### [WHAT NEEDS TO BE DONE]
Set out every one of the entries below as a two-column CSV with the columns entry_text and answer, one row per entry. Put each entry's text and its answer in a single quoted field, replacing any line breaks with spaces.

========================

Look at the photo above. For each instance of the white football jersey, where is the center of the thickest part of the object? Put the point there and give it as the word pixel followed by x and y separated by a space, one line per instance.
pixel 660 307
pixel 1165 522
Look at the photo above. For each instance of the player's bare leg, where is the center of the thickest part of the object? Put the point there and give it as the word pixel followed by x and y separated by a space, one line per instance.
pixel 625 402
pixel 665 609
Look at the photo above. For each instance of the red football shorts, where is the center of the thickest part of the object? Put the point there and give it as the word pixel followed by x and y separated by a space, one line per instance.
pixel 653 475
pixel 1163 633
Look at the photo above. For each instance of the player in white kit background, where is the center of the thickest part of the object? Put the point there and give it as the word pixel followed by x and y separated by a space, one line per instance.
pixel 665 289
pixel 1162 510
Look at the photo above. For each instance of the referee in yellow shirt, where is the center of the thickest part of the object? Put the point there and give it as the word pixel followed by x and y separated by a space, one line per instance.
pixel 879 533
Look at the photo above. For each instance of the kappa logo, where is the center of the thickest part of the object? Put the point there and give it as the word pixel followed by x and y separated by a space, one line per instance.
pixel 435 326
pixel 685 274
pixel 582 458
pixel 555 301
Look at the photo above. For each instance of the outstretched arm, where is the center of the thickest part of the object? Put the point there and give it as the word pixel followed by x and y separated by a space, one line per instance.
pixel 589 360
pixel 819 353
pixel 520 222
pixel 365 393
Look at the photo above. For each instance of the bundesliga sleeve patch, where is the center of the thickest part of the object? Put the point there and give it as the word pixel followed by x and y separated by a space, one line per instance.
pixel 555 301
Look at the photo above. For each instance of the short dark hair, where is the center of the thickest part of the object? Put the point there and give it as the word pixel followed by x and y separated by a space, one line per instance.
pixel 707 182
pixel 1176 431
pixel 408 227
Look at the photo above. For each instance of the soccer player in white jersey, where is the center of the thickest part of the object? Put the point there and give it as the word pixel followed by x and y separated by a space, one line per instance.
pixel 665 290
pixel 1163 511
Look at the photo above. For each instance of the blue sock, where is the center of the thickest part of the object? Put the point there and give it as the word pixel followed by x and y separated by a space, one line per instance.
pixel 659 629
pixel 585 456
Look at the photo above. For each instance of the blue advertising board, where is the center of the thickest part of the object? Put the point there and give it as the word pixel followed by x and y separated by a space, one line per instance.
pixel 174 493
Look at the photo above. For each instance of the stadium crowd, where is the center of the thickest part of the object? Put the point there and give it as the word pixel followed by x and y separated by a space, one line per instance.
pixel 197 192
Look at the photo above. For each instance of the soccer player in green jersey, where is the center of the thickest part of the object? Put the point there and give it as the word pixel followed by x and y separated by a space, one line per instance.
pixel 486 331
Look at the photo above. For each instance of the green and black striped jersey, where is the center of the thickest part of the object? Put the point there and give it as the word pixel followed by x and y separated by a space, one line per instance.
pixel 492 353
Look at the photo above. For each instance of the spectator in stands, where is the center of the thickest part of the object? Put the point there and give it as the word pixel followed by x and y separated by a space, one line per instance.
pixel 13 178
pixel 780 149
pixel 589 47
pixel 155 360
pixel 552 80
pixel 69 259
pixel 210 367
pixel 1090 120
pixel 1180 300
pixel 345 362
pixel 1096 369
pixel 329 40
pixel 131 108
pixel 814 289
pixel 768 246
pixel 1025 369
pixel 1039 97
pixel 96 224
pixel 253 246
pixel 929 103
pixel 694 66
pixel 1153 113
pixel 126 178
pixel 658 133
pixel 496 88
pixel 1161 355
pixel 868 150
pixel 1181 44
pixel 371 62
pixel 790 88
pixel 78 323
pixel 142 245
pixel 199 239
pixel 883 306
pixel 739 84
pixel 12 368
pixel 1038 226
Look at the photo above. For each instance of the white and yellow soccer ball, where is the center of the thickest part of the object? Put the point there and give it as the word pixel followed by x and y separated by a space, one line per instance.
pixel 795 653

========================

### [THE RESPONSE]
entry_text,answer
"Look at the photo above. For each instance of the white football jersey, where is the center of the thickest part of the object? Put the point there and give it as the word pixel followed by x and y separated by a space, one line per instance.","pixel 660 307 pixel 1165 522"
"Look at the photo above. For each instance of the player's bare leg, where is the center of the thickest part of the object? Put the point there and give it as the word pixel followed by x and y separated by a space, one line per instance.","pixel 625 402 pixel 665 609"
"Look at the photo above. For each instance of the red football shorts, where is the center of the thickest part of the object? Put the point there and give it as the word pixel followed by x and y separated by a space, one line per instance.","pixel 653 475 pixel 1163 633"
"Look at the photo above. For each instance of the player in white kit background, where is the center of the thickest part of the object? Put the point there and give it as the word pixel followed by x and y separated by a space, one line per instance.","pixel 665 289 pixel 1162 510"
"Look at the photo above. For each instance of the referee in yellow shirt, where is the center of the thickest part of the object? Put the point there and give it as the word pixel followed by x and y separated by a space, one line per instance.","pixel 879 533"
"Look at the photo above. For each instance of the kappa logo, where is the center of the thickest part of the object? Put the point there and give it as the word pixel followed by x and y separated by a space, one line per instance.","pixel 435 326 pixel 685 274 pixel 582 458 pixel 555 301"
"Look at the photo above. For each instance of the outstretched arm, where is the center of the thickest part of the object? Put the point there and give it as the word pixel followed by x and y separated by a space, one line per instance.","pixel 589 360 pixel 819 353 pixel 520 222 pixel 365 393"
"Look at the photo above. For each instance of the bundesliga sleeve patch, where is the center of the thickest part of the object? Put the point there and give it as the word pixel followed by x and y separated by a space, one line per instance.","pixel 555 301"
"Look at the photo above. For each instance of the short dark hair, where is the center of the thickest part of the object? Put the point there and give it as the word pixel followed by x and y separated by a space, one line per instance.","pixel 707 182 pixel 1176 431 pixel 408 227"
"Look at the photo above. For each instance of the soccer player in white jersey, where is the center of the thickest part of the object? Put the point there and give it as the word pixel followed by x and y separated by a space, one line per instance.","pixel 665 290 pixel 1163 511"
"Look at the photo above. For each instance of the blue sock, where is the center of the thickest part of the object? Put the point there and give it as the word pixel followed by x and y separated by a space, one line per instance.","pixel 659 629 pixel 585 456"
"Look at the photo above. For each instance of the blue advertising board, where is the center of the thickest part of the object? Put the point there and give it as the word pixel followed by x and y separated by a space, one line per instance.","pixel 174 493"
"Look at the photo above. For each instance of the stadium crowd, where is the center of the thickest part of the object? Put the point there and give it as the word pixel followed by x and y separated by a space, one line per instance.","pixel 197 192"
"Look at the photo above. For each instance of the soccer player in green jersey, where is the center of the thickest part of the object? Put the point there and give it as the word pixel followed by x and y separated by a space, one line per instance.","pixel 486 331"
"Look at the photo above. For each instance of the green and black striped jersey, where is the center of the thickest part of the object? Put the point there and give it as the word pixel followed by x and y separated by a space, one line per instance.","pixel 492 353"
"Look at the photo above. For each instance of the spectator in stands, where is the center of the thickest part of the object? Put the point there and give it as the word pixel followed by x and y separated by a space, one line per instance.","pixel 13 178 pixel 780 149 pixel 589 47 pixel 155 360 pixel 552 80 pixel 69 259 pixel 210 367 pixel 1090 120 pixel 1180 300 pixel 345 362 pixel 1096 369 pixel 329 40 pixel 131 108 pixel 814 289 pixel 768 246 pixel 1025 369 pixel 1039 97 pixel 96 224 pixel 253 246 pixel 929 103 pixel 694 66 pixel 1153 113 pixel 126 178 pixel 658 133 pixel 496 88 pixel 1161 355 pixel 868 150 pixel 1181 44 pixel 371 62 pixel 790 88 pixel 78 323 pixel 142 245 pixel 199 239 pixel 883 306 pixel 739 84 pixel 12 368 pixel 1038 226"
"Look at the photo above. For each instance of the white and yellow soccer ball, where is the center of the thickest part of the object? Put the point there and give it as the word pixel followed by x and y separated by a space, one line per instance.","pixel 795 653"